§ **Task brief**:
Answer these questions using the football commentary below:
(a) Which position would Steven Heyer move back to?
(b) Who is called a "primadonna"?
(c) What is the primary reason given for not being big advocates of conspiracy theories?

§ **Selected extract**:

Any chance he can play offensive tackle? Maybe the left one, so Steven Heyer can move back to his natural, undrafted, unrestricted, walk-on right tackle position. Then maybe Jason Campbell (and/or Todd Collins) will live to see next season.
Imagine how cranked off primadonna Jay Cutler would be if he was getting sacked as much as Campbell is.
No. 3: Speaking of Cutler, Jason Campbell is simply not good these days. He’s regressed to say the least.
Last night, when he stopped holding the ball and made any decisions at all, they were bad. When, of course, he wasn't holding the ball on the occasions when he fumbled or threw an interception after he actually got the snap; but, you get the point.
Now here at T.A.H., we aren’t big advocates of conspiracy theories. Our primary reason is our fundamental disbelief that most human beings are capable of the large amount of complex thought needed to create and implement such intricate plans.
In addition, if by some miracle, they can devise such a sophisticated plot human nature again rears its ugly head and makes it impossible for such folks to keep their devious plans a secret.

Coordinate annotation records
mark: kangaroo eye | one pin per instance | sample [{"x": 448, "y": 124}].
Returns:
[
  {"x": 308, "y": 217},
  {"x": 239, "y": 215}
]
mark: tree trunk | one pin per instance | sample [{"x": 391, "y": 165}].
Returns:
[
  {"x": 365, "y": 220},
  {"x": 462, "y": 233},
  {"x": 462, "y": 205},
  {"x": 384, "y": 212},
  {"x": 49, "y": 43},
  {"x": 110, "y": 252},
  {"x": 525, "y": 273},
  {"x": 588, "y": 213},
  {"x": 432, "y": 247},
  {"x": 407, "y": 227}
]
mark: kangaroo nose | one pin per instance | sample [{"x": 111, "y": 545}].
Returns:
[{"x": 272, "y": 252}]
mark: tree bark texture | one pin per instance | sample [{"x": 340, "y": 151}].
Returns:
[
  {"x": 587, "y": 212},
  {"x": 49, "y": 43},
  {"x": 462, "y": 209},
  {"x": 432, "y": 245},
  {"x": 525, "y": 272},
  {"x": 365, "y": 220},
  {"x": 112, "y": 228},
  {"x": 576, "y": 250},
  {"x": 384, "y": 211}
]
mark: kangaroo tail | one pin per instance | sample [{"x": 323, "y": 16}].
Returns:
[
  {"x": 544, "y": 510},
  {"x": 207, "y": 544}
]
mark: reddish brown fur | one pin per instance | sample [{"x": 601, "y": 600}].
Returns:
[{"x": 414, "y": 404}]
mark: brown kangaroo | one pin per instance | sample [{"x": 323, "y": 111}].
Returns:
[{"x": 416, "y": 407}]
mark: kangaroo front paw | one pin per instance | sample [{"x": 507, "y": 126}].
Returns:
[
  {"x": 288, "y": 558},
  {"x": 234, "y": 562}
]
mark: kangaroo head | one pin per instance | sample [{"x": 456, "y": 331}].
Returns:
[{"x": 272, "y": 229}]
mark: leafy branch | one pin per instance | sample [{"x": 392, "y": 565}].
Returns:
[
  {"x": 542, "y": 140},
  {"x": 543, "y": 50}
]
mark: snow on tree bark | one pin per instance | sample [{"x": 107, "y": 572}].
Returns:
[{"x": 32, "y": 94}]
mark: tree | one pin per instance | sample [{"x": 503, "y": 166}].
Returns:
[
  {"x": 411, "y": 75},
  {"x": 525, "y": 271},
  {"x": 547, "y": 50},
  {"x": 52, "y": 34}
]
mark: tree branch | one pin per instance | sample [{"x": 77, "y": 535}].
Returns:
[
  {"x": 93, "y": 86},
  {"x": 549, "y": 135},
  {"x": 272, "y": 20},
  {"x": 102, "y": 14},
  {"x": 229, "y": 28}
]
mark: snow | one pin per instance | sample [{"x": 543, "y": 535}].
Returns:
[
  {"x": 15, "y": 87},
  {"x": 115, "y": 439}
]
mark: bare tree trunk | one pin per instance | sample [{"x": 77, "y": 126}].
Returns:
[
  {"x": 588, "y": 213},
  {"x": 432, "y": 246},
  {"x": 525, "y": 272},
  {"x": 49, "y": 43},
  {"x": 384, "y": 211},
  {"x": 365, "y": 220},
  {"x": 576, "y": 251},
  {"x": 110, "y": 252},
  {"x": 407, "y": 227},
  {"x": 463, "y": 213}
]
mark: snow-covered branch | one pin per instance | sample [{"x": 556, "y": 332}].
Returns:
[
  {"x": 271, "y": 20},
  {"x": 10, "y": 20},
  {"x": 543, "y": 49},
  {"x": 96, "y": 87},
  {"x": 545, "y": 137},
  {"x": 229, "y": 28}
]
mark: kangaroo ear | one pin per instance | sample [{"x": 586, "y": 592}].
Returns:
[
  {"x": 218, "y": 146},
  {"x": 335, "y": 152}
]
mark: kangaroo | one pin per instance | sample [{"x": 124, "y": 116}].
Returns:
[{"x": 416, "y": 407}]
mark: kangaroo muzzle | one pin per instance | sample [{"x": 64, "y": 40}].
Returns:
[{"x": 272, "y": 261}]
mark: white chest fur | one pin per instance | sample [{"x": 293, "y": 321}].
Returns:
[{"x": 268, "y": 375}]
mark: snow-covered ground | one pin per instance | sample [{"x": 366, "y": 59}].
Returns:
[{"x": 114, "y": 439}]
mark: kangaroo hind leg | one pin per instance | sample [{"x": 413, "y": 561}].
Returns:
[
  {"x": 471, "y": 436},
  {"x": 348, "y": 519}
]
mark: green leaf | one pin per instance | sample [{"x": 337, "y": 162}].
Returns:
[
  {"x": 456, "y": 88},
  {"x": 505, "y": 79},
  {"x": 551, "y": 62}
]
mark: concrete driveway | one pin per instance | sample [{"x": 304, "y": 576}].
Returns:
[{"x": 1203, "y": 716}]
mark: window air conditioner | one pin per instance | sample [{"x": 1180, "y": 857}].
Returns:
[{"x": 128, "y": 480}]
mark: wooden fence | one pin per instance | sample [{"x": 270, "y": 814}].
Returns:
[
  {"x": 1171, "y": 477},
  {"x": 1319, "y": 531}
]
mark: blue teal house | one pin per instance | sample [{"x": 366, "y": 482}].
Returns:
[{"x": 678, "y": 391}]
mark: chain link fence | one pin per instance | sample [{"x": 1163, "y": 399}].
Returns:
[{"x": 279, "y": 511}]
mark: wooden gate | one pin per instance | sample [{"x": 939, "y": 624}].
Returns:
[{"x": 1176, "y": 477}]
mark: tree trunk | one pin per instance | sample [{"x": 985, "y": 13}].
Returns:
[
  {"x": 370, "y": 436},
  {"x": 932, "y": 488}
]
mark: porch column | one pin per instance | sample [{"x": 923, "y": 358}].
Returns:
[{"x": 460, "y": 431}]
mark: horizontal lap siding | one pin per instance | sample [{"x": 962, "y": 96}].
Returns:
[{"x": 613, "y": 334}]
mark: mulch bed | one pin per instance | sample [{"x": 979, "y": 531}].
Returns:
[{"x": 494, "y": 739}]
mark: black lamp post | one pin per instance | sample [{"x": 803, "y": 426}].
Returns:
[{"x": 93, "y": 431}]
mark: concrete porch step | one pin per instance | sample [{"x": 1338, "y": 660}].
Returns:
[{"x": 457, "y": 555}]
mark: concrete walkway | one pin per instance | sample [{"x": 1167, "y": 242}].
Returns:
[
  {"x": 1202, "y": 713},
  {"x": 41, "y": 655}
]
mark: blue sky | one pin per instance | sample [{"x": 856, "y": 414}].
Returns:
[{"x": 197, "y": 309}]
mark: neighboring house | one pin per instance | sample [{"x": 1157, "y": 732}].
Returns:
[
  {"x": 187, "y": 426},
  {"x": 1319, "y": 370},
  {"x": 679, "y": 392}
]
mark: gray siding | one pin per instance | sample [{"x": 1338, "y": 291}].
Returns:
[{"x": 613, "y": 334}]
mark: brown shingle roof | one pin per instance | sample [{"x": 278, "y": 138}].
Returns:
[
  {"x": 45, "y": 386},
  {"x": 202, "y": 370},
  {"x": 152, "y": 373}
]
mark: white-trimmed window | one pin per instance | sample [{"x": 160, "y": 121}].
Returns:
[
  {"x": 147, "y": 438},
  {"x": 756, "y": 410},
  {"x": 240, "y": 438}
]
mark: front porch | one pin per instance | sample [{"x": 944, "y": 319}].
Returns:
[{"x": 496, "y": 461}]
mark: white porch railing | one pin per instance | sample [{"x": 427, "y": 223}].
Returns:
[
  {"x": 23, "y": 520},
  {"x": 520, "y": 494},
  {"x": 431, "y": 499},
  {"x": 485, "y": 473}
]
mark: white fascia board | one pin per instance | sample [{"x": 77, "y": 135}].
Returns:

§ **Answer to the exercise**:
(a) Right tackle.
(b) Jay Cutler.
(c) A fundamental disbelief that most human beings are capable of the large amount of complex thought needed to create and implement such intricate plans.